→ **Problem to solve**:
Rescale everything in the data from the line containing "For each instance of the broad" down to the last line, with both ends included. Repeat every line, requests included, but multiply each point coordinate by 1.25 and round it to a whole number, rounding halves up.

Excerpts of pointing data
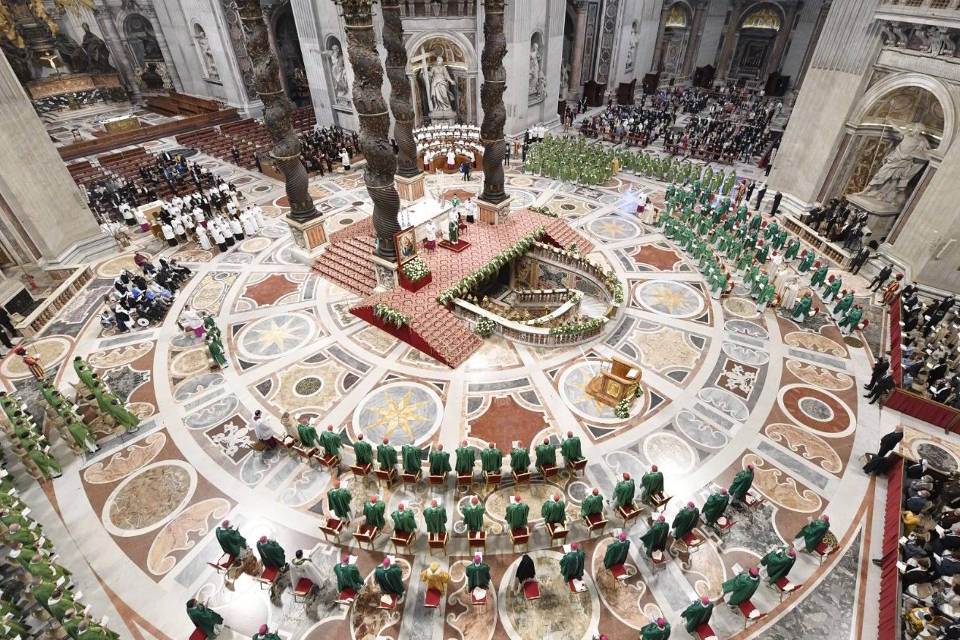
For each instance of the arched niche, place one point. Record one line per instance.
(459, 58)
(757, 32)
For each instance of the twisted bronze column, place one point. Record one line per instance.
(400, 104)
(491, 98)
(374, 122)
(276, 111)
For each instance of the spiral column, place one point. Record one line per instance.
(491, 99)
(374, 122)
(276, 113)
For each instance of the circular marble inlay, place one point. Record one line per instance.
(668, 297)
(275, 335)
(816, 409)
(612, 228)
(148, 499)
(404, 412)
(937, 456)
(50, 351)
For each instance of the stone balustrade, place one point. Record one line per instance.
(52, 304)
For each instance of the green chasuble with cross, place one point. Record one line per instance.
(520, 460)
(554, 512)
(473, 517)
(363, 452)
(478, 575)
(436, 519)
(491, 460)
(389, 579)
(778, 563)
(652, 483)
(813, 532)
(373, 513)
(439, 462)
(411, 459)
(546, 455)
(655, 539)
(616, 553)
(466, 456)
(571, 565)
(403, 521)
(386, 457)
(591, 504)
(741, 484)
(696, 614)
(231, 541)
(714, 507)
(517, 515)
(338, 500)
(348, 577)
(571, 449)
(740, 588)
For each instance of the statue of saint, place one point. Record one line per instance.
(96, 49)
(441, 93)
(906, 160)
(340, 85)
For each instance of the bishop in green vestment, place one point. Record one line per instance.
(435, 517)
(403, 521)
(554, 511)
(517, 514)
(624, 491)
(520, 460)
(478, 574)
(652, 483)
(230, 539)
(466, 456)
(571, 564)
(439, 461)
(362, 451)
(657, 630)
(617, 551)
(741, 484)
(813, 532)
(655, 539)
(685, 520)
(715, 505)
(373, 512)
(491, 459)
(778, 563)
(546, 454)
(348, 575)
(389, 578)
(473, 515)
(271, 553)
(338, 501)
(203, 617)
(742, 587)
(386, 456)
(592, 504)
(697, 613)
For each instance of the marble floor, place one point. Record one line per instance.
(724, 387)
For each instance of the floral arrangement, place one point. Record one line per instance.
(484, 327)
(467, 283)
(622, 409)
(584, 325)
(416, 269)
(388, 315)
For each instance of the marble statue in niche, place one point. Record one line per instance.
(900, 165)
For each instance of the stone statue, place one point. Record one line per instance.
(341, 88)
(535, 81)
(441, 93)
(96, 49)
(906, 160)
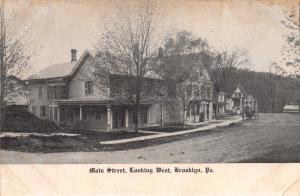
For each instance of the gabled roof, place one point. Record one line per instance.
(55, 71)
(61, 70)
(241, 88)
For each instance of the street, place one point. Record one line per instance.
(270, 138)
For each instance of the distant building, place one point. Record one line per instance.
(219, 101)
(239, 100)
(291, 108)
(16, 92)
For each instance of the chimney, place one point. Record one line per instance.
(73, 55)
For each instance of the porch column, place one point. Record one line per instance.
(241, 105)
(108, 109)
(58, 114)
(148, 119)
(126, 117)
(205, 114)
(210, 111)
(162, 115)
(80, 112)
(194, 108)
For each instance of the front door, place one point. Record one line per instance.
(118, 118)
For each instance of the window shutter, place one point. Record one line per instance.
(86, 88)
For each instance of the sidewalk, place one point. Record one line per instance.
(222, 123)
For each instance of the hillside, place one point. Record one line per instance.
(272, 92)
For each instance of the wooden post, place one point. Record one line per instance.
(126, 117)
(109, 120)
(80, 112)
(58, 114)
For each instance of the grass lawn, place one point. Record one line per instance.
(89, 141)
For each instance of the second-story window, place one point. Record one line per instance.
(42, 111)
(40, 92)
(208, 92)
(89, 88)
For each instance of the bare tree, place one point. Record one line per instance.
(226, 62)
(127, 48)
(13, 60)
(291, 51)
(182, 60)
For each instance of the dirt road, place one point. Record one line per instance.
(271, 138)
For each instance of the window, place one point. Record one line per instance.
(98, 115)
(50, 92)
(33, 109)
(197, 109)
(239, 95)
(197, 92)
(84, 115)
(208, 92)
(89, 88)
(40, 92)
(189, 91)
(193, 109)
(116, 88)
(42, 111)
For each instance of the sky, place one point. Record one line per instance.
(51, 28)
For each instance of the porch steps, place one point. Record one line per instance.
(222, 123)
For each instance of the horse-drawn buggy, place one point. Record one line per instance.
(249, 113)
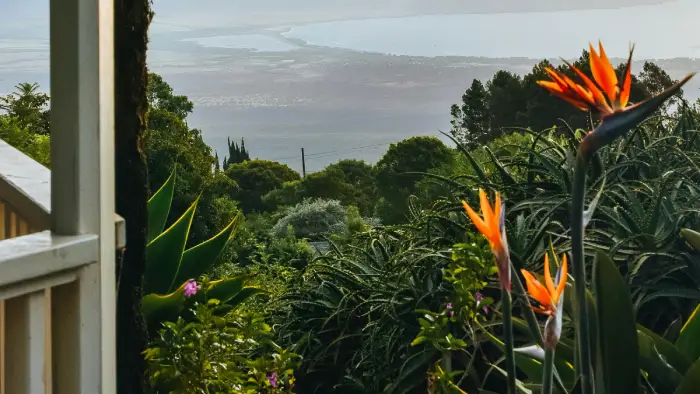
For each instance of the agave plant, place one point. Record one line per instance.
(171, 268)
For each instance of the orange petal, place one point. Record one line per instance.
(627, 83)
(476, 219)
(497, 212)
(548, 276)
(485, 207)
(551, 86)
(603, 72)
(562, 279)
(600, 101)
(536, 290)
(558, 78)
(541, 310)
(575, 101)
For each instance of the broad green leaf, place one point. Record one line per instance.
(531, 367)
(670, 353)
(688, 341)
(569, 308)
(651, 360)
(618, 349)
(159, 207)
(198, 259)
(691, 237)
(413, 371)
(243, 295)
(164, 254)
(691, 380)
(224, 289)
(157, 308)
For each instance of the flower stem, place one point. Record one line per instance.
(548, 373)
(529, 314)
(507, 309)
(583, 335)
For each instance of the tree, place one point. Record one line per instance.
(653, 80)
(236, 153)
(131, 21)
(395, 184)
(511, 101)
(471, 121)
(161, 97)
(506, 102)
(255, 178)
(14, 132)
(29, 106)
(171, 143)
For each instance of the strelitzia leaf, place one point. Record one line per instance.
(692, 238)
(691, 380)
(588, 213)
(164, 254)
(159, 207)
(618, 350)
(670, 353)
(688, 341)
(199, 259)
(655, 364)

→ **The reply**:
For each instance of the broad green leaf, place one point. Record one line per instance.
(664, 459)
(838, 441)
(860, 426)
(711, 385)
(814, 450)
(773, 436)
(199, 259)
(248, 324)
(864, 296)
(516, 464)
(304, 369)
(205, 318)
(864, 475)
(280, 361)
(196, 385)
For each instance of the flower stem, place one point. Record one line per instance.
(685, 466)
(661, 393)
(634, 386)
(729, 419)
For each instance of the tree, place one point. Record one line per instance.
(816, 100)
(295, 191)
(164, 26)
(494, 230)
(639, 126)
(589, 151)
(201, 121)
(633, 128)
(319, 223)
(18, 165)
(36, 133)
(214, 179)
For each instance of the strelitzia leaf, place one point. Record one line per instance.
(865, 298)
(864, 475)
(735, 266)
(205, 318)
(199, 259)
(773, 438)
(838, 441)
(860, 426)
(249, 324)
(819, 455)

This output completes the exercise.